**Фрагмент документа**.
►

Почти на каждой странице политический памфлетист-русофоб неожиданно превращается в очарованного странника… и обратно.
Проницательный француз, похоже, сумел почувствовать то, что вдохновляло наших предков, когда они ставили недалеко от Полярного круга первый русский город - Ладогу (старше и Киева, и Новгорода). Наши предки рубили дерево по себе, «внимая всемогущему Божьему гласу».

«Суровость восточного обряда благоприятствует искусству; церковное пение звучит у русских очень просто, но поистине божественно. Мне казалось, что я слышу, как бьются вдали шестьдесят миллионов сердец - живой оркестр, негромко вторящий торжественной песне священнослужителей... Любителю искусств стоит приехать в Петербург уже ради одного русского церковного пения... самые сложные мелодии исполняются здесь с глубоким чувством, чудесным мастерством и восхитительной слаженностью».

Вот так памфлет неожиданно переходит в панегирик.

Россия - это Россия. А Запад - это Запад. И вместе им не сойтись. Формула западной фобии в отношении России, зафиксированная маркизом, за два столетия мало изменилась. Вот как это звучит.

«Когда наша космополитическая демократия принесет свои последние плоды,  …когда нации, именуемые светочами просвещения, обессилеют от политического распутства и, опускаясь все ниже и ниже, впадут в спячку и сделаются предметом всеобщего презрения, вследствие чего всякий союз с этими обеспамятевшими от эгоизма нациями будет признан невозможным, тогда рухнут преграды, и северные орды вновь хлынут на нас, тогда мы падем жертвами последнего нашествия - нашествия не темных варваров, но хитрых и просвещенных властителей, знающих больше нас, ибо наши собственные злоупотребления научат их, как можно и должно править. Провидение неспроста копит столько бездействующих сил на востоке Европы. Однажды спящий гигант проснется, и сила положит конец царству слова. Тщетно станут тогда обезумевшие от ужаса поборники равенства звать на помощь свободе древнюю аристократию; тот, кто берется за оружие слишком поздно, тот, чьи руки от долгого бездействия ослабели, немощен.»

◄

Какой город фрагмент называет первым русским городом? Для ответа пользуйтесь только фрагментом.

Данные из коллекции

►

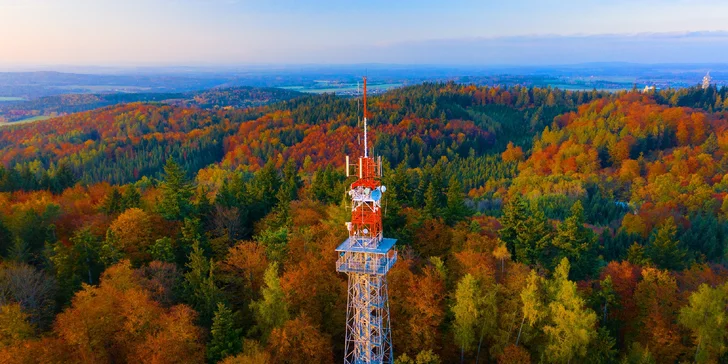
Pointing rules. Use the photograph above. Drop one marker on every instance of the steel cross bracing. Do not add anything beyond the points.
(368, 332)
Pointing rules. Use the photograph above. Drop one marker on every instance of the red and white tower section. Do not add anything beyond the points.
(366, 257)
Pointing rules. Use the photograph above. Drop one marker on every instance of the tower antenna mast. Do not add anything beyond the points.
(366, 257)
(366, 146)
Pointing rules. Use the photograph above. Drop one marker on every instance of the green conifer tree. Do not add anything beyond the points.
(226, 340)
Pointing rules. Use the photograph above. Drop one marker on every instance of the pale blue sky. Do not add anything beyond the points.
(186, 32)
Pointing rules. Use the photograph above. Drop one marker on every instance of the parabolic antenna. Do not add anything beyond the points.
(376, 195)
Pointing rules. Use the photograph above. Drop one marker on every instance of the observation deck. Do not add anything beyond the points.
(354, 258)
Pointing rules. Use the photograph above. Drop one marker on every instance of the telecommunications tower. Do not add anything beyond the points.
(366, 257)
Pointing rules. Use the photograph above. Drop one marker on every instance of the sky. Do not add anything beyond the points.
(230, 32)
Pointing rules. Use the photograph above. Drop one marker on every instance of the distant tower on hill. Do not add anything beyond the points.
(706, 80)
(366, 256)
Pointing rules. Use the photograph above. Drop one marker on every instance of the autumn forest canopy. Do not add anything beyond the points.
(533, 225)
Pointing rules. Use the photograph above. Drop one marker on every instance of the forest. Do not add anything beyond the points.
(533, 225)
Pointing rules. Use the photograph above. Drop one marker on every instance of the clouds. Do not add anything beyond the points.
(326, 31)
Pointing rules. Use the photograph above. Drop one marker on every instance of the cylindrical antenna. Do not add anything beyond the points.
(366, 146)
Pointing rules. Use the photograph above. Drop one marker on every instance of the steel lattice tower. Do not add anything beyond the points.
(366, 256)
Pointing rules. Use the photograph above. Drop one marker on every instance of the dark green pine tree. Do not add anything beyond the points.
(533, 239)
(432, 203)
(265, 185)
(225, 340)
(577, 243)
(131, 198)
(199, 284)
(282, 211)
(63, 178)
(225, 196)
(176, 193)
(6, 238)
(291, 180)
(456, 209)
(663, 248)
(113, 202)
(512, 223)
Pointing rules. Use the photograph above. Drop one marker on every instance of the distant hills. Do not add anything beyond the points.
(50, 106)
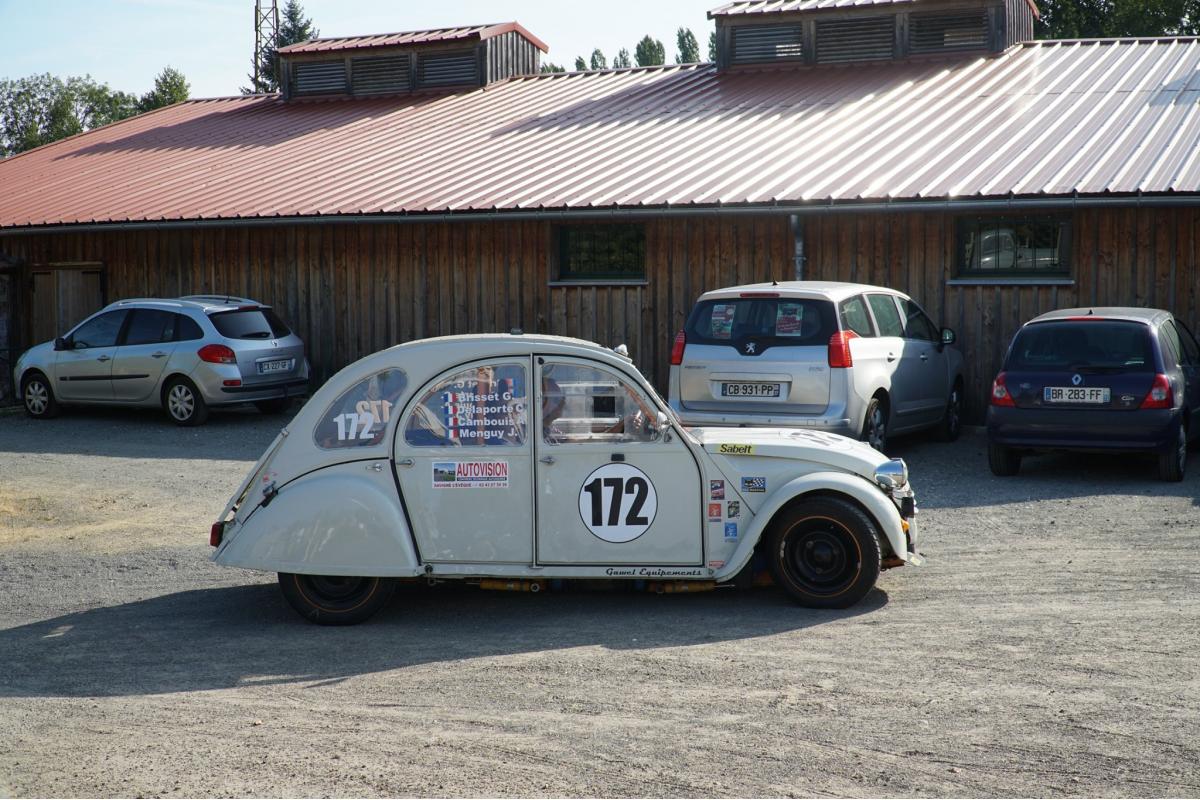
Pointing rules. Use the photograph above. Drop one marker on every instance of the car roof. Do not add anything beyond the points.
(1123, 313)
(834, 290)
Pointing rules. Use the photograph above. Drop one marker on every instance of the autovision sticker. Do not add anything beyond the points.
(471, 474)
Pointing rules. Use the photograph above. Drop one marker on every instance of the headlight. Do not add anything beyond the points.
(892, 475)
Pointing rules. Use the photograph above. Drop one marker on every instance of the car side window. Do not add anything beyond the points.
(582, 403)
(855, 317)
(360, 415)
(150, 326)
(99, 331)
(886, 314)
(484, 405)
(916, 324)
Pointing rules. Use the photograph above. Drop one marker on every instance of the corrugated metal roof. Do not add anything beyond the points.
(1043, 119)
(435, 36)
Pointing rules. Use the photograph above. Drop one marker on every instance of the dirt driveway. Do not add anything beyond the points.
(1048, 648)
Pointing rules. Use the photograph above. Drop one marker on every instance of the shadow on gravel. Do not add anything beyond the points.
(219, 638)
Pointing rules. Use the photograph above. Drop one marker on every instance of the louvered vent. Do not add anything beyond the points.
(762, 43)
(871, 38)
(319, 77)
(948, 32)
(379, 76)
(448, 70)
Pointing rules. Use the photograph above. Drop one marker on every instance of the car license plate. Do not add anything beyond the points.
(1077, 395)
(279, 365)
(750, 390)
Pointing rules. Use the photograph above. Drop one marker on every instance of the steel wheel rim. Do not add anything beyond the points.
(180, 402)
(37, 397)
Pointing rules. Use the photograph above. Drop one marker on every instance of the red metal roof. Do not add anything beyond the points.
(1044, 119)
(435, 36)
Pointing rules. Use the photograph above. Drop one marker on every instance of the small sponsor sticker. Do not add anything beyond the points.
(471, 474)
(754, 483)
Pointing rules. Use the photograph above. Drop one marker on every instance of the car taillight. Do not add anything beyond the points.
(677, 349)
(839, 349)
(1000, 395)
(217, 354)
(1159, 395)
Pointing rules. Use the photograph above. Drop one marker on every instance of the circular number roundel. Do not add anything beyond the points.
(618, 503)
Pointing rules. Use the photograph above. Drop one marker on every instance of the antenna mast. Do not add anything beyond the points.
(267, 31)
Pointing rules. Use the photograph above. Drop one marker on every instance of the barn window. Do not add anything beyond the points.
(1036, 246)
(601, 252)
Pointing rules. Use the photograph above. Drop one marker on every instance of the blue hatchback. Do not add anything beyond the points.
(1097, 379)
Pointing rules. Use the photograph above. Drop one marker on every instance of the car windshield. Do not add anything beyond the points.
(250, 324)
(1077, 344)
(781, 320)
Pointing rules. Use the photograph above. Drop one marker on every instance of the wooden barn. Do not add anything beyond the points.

◄

**Результат выполнения**.
Ладогу.